→ Page excerpt:
--------------------------------------------------

Reputation: 1
we followed this guide to use GPU enabled nodes in our existing cluster but when we try to schedule pods we're getting 2 Insufficient nvidia.com/gpu error
Details:
We are trying to use GPU in our existing cluster and for that we're able to successfully create a NodePool with a single node having GPU enabled.
Then as a next step according to the guide above we've to create a daemonset and we're also able to run the DS successfully.
But now when we are trying to schedule the Pod using the following resource section the pod becomes un-schedulable with this error 2 insufficient nvidia.com/gpu
resources:
limits:
nvidia.com/gpu: "1"
requests:
cpu: 200m
memory: 3Gi
Specs:
Node version - v1.18.17-gke.700 (+ v1.17.17-gke.6000) tried on both
Instance type - n1-standard-4
image - cos
GPU - NVIDIA Tesla T4
any help or pointers to debug this further will be highly appreaciated.

--------------------------------------------------

→ Aim of the task:
Reproduce, word for word, the passage of the GPU scheduling post that opens with the words "Reputation: 1" and closes with "having GPU enabled.".

--------------------------------------------------

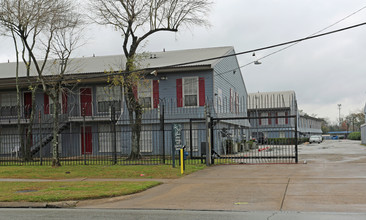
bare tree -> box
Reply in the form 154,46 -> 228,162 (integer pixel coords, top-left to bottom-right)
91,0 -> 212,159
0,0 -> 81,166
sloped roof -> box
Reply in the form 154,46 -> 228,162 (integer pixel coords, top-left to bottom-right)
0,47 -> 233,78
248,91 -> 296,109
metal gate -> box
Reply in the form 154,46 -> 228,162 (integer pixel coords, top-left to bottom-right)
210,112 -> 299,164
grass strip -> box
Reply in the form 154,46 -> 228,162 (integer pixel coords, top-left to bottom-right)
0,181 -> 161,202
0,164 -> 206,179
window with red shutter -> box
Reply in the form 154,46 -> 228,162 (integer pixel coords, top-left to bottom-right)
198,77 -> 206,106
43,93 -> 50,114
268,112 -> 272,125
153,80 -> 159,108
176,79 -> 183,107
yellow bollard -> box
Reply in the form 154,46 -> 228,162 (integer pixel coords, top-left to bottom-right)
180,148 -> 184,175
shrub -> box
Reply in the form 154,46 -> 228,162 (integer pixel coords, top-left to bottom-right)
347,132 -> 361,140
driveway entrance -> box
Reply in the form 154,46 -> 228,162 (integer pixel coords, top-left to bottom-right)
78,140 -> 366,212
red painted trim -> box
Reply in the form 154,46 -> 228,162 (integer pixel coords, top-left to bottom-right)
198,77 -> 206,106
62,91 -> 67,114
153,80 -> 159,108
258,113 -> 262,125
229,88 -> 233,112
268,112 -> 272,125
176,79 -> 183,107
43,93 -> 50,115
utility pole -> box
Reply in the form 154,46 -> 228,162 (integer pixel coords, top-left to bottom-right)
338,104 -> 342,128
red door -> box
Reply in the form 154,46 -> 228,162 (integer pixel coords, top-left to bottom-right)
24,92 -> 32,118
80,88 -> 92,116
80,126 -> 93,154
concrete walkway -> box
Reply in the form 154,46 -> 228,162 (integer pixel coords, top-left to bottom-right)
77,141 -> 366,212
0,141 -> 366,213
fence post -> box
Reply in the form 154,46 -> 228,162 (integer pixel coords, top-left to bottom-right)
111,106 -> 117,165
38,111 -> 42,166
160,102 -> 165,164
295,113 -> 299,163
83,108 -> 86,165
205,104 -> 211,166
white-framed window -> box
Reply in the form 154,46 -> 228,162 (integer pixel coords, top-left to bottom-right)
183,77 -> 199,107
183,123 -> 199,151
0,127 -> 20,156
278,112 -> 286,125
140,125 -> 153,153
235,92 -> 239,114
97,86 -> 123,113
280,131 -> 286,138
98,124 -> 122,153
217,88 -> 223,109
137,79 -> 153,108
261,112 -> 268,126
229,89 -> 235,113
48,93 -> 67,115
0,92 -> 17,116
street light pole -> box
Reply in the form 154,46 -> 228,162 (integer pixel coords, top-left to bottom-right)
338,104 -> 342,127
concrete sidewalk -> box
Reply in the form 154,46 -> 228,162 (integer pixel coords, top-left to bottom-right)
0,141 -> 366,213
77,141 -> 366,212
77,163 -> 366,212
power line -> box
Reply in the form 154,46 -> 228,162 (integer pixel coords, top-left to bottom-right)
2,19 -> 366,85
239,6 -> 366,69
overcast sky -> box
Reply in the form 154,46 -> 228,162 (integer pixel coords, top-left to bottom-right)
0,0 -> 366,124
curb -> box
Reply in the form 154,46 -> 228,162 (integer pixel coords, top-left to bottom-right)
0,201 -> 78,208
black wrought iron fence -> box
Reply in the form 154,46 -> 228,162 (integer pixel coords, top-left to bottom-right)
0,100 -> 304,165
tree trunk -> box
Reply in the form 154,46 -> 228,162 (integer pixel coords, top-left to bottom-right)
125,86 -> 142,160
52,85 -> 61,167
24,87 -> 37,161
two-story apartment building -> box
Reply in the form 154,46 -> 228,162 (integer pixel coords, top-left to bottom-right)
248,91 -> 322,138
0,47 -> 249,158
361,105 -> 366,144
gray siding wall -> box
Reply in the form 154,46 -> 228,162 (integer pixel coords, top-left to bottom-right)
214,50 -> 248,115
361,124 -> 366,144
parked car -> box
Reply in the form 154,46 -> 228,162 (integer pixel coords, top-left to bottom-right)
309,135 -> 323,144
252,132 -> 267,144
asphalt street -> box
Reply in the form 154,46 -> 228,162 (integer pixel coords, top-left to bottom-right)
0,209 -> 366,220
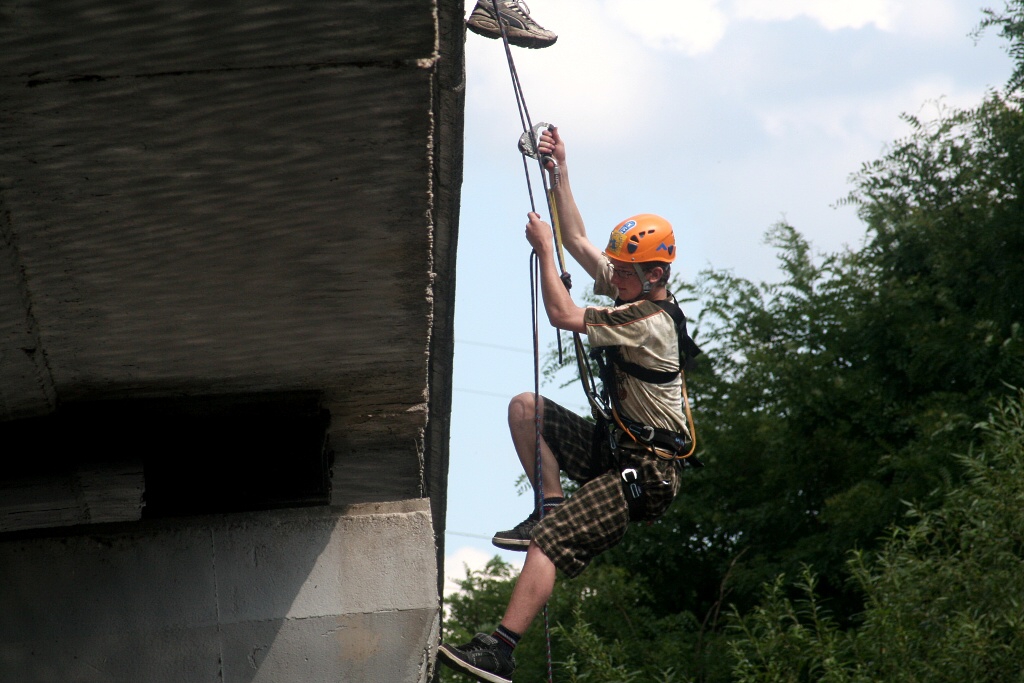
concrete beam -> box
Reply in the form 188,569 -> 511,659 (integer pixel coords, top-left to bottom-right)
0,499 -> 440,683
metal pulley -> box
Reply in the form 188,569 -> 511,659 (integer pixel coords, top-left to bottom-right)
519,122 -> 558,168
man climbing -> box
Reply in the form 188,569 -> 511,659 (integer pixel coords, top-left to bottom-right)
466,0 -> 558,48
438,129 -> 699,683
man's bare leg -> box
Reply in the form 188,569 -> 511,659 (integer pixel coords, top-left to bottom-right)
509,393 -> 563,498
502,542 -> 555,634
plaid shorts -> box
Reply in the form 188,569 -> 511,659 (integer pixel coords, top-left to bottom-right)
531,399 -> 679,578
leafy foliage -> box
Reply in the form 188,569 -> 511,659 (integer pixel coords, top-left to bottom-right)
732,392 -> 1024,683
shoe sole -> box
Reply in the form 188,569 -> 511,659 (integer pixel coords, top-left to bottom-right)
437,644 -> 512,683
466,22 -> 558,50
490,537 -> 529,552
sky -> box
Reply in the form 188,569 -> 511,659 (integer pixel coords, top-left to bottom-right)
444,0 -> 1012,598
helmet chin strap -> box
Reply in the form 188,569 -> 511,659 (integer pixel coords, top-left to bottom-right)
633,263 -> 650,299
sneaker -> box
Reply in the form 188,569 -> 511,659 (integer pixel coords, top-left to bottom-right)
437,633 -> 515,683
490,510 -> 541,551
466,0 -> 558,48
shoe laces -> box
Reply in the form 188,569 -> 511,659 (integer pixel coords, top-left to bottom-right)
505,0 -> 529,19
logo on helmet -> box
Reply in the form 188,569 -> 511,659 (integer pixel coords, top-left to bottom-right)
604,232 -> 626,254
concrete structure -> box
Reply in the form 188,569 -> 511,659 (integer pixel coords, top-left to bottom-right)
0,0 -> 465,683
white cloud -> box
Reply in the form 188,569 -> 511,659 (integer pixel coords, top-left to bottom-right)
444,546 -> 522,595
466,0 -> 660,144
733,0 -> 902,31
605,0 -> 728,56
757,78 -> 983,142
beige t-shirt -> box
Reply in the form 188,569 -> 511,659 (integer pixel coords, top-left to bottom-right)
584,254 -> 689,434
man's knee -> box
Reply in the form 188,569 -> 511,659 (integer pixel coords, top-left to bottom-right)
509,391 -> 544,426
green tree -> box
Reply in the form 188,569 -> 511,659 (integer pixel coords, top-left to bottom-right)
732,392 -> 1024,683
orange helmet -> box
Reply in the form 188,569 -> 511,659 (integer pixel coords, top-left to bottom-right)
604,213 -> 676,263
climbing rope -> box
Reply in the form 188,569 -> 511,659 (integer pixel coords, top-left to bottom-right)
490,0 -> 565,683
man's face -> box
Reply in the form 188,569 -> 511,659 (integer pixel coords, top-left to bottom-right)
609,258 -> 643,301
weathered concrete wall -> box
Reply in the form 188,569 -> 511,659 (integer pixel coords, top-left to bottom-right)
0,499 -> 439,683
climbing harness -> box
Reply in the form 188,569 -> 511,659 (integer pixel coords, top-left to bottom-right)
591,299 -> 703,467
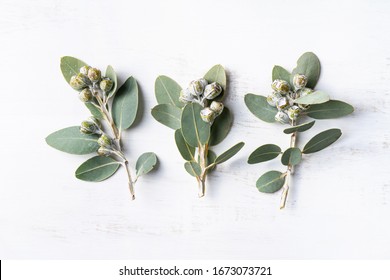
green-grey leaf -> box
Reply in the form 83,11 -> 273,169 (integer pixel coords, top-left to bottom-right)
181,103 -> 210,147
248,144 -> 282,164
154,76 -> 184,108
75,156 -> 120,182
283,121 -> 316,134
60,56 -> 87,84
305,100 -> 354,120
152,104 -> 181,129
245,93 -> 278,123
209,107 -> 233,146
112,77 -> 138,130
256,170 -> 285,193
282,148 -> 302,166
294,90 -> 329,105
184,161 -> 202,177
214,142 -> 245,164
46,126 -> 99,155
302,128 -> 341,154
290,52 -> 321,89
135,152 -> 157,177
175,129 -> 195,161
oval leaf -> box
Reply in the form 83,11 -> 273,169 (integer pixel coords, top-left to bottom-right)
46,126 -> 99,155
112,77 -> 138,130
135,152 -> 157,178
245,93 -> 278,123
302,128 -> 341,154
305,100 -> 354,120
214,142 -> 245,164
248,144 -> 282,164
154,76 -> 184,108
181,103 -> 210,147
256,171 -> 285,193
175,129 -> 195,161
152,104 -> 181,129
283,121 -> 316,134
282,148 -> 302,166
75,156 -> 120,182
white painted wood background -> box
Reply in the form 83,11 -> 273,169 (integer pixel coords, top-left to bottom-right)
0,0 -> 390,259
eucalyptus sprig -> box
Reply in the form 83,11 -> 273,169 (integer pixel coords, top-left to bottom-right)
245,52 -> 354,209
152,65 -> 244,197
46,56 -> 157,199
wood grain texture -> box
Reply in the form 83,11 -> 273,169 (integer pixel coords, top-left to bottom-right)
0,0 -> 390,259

--------------------------------------------------

→ The response:
Reputation: 1
we followed this guide to use GPU enabled nodes in our existing cluster but when we try to schedule pods we're getting 2 Insufficient nvidia.com/gpu error
Details:
We are trying to use GPU in our existing cluster and for that we're able to successfully create a NodePool with a single node having GPU enabled.